Was bedeutet aus meiner Sicht konsequent, hart und damit gerecht? – Das heißt aus meiner Sicht, dass wir das Asylsystem vor Missbrauch und Überlastung schützen. Warum? – Damit die Bevölkerung in unserem Land entlastet wird und wir auch die Möglichkeit haben – wenn das System eben nicht überlastet ist, nicht missbraucht wird –, jenen zu helfen, die auch tatsächlich unsere Hilfe benötigen.
Meine sehr geehrten Damen und Herren! Wie wird das gemacht? Was ist aus meiner Sicht, aus unserer Sicht hier notwendig? Was ist hier zu tun? Ich bin davon überzeugt, das ist keine einzelne Maßnahme, die dafür notwendig ist, sondern es ist immer ein Bündel, es sind mehrere Maßnahmen, die getroffen werden müssen und auch schon getroffen worden sind.
Zunächst einmal polizeiliche Maßnahmen, die getroffen wurden: im Bereich des Grenzschutzes, des Außengrenzschutzes, einerseits an der EU-Außengrenze, wo zuletzt auch Fortschritte gemacht wurden, wenn ich an die bulgarisch-türkische Grenze denke, die ich mir im Sommer dieses Jahres gemeinsam mit Polizeikräften angesehen habe, oder auch an der finnisch-russischen Grenze als EU-Außengrenze; aber auch die weitere Professionalisierung der Binnengrenzkontrollen, die in vielen europäischen Ländern eben notwendig sind. Ich erinnere daher an die sogenannte Operation Fox, wo österreichische Polizisten gemeinsam mit ungarischen Polizisten im Vorfeld sozusagen kontrollieren, um Schlepper konsequent aus dem Verkehr zu ziehen. – Wie gesagt, polizeiliche Maßnahmen.

Vorliegende Einträge:
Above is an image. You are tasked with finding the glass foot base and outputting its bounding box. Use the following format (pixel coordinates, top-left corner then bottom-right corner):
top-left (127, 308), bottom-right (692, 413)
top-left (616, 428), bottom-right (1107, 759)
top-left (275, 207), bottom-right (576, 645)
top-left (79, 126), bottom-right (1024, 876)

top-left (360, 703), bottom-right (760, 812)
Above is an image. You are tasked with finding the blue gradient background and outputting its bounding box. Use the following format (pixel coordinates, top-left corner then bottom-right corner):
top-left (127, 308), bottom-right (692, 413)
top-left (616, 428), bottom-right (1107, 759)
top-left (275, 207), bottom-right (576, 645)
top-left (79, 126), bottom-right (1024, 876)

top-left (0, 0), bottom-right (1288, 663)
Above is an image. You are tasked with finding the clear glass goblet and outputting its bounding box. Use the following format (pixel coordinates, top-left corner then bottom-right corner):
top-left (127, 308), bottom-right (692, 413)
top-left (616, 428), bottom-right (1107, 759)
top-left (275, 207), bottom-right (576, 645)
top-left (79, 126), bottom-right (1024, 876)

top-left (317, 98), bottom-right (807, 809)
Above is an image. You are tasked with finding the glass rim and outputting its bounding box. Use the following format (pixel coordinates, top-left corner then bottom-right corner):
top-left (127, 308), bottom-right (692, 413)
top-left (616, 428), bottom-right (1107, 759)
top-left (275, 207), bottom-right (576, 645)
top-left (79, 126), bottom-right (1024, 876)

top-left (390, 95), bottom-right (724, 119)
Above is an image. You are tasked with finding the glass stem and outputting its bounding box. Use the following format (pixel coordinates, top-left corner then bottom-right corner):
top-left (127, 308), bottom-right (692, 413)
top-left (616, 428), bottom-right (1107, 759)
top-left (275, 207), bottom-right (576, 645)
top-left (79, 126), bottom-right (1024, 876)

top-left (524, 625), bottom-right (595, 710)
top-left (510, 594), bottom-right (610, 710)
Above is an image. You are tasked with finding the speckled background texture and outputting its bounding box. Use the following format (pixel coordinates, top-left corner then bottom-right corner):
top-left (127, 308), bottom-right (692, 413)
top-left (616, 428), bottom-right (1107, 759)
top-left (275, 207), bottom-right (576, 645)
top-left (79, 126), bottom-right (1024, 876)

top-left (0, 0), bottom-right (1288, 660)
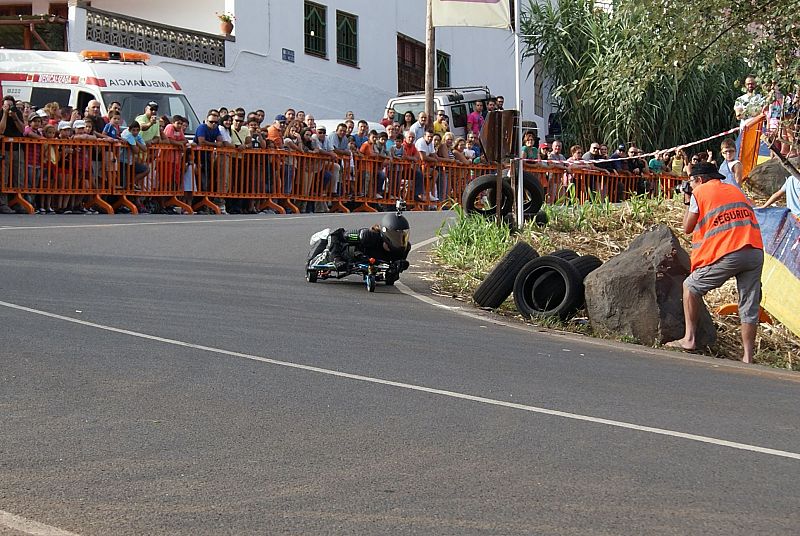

Arbeitsaufträge:
(a) Wer kontrolliert laut dem Textauszug über das Asylsystem bei der Operation Fox gemeinsam mit österreichischen Polizisten?
(b) Gib den Textauszug über das Asylsystem von „Meine sehr geehrten“ bis einschließlich „getroffen worden sind.“ wortgetreu wieder.
(c) Setze den Textauszug über das Asylsystem dort fort, wo er endet.

Lösungen:
(a) Ungarische Polizisten.

(b)
Meine sehr geehrten Damen und Herren! Wie wird das gemacht? Was ist aus meiner Sicht, aus unserer Sicht hier notwendig? Was ist hier zu tun? Ich bin davon überzeugt, das ist keine einzelne Maßnahme, die dafür notwendig ist, sondern es ist immer ein Bündel, es sind mehrere Maßnahmen, die getroffen werden müssen und auch schon getroffen worden sind.

(c)
Der zweite Punkt ist das klare Ziel, das System vor Missbrauch zu schützen. Auch dazu seien beispielhaft einige Maßnahmen skizziert: die Sachleistungskarte, die in den Bundesbetreuungseinrichtungen flächendeckend eingeführt wurde und mittlerweile dankenswerterweise auch in vielen Bundesländern umgesetzt ist, damit eben Bundesbetreuung und Länderbetreuung aus einem Guss kommen und Missbrauch verhindert wird; Arbeitspflicht – ebenfalls eingeführt in der Bundesbetreuung und in vielen Bereichen der Landesbetreuung – und – auch um Missbrauch zu verhindern, vor allem auch Sozialleistungsmissbrauch zu verhindern – auch polizeiliche Maßnahmen wie zuletzt fremdenpolizeiliche Planquadrate am Hauptbahnhof oder davor auch schon am Westbahnhof. – So viel nur beispielhaft angeführt zum zweiten Punkt.
Zum dritten Thema: Überlastung verhindern, also die Überlastung des Systems verhindern. Da war eine der ganz entscheidenden und wesentlichen Maßnahmen, die wir als neue Bundesregierung gesetzt haben, eine der ersten ganz konsequenten Umsetzungen, der Stopp des Familiennachzugs, das Aussetzen des Familiennachzugs. Wir haben jetzt Zahlen zum Vergleich: Vor zwei Jahren, im Oktober 2023, hatten wir rund 1 400 Personen, die über den Familiennachzug nach Österreich gekommen sind, im Oktober dieses Jahres waren es neun. Das führt eben zu einer massiven Entlastung.
Der vierte Bereich an Maßnahmen, die wir gesetzt haben – und weitere werden setzen müssen –, umfasst eben das Thema Abschiebungen und Außerlandesbringungen, allesamt mit dem klaren Ziel, und auch das ist im Regierungsprogramm klar formuliert und auch ausgesprochen, illegale Migration gegen null zu drängen. (Beifall bei ÖVP und SPÖ.)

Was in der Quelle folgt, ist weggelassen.